┏━━

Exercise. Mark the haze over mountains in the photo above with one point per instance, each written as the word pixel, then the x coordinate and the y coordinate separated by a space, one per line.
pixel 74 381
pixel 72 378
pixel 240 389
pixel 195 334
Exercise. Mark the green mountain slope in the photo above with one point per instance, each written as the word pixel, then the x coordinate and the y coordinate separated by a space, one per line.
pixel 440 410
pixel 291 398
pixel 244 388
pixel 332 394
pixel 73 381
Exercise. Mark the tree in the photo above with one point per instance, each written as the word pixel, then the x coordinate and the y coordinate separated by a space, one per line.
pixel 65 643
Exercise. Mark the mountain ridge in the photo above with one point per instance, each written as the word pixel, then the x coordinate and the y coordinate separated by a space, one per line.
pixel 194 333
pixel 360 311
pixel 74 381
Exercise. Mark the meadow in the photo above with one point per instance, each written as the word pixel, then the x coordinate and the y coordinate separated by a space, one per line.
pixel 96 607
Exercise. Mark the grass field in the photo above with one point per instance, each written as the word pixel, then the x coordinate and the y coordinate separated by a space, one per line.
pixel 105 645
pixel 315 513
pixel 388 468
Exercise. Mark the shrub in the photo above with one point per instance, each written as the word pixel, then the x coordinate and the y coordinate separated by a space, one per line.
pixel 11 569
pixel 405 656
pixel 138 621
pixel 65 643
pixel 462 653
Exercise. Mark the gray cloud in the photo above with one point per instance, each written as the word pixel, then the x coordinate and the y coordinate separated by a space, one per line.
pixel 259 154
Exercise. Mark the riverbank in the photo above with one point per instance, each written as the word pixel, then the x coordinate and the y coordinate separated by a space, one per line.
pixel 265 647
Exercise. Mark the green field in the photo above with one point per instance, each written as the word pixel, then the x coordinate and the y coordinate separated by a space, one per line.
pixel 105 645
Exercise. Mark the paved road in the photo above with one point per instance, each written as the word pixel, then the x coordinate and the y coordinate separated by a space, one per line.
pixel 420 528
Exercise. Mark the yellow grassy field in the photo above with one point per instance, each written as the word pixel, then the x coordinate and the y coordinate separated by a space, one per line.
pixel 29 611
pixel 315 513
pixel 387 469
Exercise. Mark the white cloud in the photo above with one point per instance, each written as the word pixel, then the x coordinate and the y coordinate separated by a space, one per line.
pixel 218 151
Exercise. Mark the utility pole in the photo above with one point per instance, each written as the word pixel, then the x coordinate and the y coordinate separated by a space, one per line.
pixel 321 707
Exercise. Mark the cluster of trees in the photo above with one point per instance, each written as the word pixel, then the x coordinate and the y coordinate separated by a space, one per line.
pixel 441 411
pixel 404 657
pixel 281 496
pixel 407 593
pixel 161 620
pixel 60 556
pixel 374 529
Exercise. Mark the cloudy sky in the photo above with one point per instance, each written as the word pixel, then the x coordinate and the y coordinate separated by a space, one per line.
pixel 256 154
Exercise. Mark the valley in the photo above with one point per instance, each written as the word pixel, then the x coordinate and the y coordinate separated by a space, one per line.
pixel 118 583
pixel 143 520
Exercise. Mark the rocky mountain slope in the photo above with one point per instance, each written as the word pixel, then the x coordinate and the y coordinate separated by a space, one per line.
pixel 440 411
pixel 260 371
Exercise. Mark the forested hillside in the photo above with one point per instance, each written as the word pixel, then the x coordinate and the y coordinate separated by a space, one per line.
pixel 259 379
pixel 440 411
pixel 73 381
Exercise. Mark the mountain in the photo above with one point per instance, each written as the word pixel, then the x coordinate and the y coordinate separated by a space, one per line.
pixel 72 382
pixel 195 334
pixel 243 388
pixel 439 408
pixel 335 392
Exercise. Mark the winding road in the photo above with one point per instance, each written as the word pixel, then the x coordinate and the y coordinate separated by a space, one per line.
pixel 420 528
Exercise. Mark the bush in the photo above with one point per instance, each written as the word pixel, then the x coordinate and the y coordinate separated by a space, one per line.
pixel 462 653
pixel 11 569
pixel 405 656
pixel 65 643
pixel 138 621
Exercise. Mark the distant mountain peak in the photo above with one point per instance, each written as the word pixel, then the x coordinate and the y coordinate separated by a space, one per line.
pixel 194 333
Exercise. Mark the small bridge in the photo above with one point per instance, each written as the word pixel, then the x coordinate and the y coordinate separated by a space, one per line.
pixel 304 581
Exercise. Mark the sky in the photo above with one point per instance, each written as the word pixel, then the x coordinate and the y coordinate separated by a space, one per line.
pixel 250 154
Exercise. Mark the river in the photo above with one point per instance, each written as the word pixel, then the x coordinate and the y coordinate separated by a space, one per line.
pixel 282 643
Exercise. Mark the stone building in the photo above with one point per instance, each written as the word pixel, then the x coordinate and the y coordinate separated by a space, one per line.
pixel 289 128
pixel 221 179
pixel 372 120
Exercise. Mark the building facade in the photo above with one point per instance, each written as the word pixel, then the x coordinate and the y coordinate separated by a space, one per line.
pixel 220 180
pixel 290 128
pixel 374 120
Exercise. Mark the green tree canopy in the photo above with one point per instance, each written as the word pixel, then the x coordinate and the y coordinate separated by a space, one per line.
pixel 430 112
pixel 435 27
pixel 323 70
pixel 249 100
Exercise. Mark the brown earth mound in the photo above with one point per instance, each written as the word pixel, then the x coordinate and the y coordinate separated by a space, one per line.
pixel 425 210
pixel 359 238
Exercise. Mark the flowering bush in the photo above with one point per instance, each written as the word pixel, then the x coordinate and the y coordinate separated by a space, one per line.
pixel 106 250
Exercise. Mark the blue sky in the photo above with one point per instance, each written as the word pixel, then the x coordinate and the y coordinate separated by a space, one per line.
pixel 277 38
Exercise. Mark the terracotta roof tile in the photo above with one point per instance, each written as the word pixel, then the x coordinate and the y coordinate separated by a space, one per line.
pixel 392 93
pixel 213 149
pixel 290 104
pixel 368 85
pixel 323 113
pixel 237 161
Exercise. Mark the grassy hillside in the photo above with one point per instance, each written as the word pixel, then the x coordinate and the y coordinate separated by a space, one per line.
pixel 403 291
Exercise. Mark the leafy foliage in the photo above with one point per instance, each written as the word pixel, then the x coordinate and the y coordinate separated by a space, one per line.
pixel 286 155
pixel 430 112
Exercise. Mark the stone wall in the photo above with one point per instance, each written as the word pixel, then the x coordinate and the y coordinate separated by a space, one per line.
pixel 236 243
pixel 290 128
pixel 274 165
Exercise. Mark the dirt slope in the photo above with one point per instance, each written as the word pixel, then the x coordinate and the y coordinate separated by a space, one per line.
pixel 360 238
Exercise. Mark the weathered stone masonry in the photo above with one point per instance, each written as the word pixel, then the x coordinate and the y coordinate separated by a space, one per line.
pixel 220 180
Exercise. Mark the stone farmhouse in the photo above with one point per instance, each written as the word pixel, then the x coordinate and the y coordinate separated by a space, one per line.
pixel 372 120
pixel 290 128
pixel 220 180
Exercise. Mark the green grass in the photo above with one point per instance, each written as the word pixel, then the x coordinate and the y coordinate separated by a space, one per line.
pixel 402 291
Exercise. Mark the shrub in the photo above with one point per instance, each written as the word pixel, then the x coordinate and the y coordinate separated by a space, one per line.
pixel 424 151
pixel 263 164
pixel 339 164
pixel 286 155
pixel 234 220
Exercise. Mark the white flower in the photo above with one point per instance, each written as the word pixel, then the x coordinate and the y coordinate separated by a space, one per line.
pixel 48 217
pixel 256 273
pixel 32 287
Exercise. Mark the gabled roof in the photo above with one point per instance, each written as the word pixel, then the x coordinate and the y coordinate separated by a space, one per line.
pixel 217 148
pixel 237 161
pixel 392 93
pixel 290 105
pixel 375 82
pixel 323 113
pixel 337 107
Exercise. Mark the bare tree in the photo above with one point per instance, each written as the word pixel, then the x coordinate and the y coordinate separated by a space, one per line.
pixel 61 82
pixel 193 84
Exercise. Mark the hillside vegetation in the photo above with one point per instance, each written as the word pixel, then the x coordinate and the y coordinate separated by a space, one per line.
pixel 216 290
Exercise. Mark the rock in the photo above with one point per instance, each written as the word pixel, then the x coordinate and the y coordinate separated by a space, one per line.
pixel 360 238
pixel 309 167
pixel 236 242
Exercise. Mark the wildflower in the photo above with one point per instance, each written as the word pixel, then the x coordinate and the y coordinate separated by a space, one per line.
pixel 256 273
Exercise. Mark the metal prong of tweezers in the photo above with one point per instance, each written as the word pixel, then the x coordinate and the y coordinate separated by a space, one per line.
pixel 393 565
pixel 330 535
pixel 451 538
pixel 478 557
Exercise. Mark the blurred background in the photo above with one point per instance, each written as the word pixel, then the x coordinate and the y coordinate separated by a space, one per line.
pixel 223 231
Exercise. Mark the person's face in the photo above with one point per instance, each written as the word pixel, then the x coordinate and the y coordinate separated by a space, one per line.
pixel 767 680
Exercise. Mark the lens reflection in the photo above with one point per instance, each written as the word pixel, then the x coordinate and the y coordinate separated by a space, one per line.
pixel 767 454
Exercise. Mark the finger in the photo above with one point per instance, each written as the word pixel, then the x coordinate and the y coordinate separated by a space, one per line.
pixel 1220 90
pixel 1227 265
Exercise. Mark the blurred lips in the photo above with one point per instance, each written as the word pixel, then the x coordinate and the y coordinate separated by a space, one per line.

┗━━

Please put the records in the stretch from the line containing "Exercise. Mark the green tree" through the line containing "pixel 249 100" into a numbered list, leaving out any blank lines.

1. Exercise. Mark the green tree canopy in the photo above with one point per instance, each written as the word pixel, then the x coordinate and the y coordinate separated by a space, one per line.
2. pixel 430 112
3. pixel 435 27
4. pixel 323 70
5. pixel 249 100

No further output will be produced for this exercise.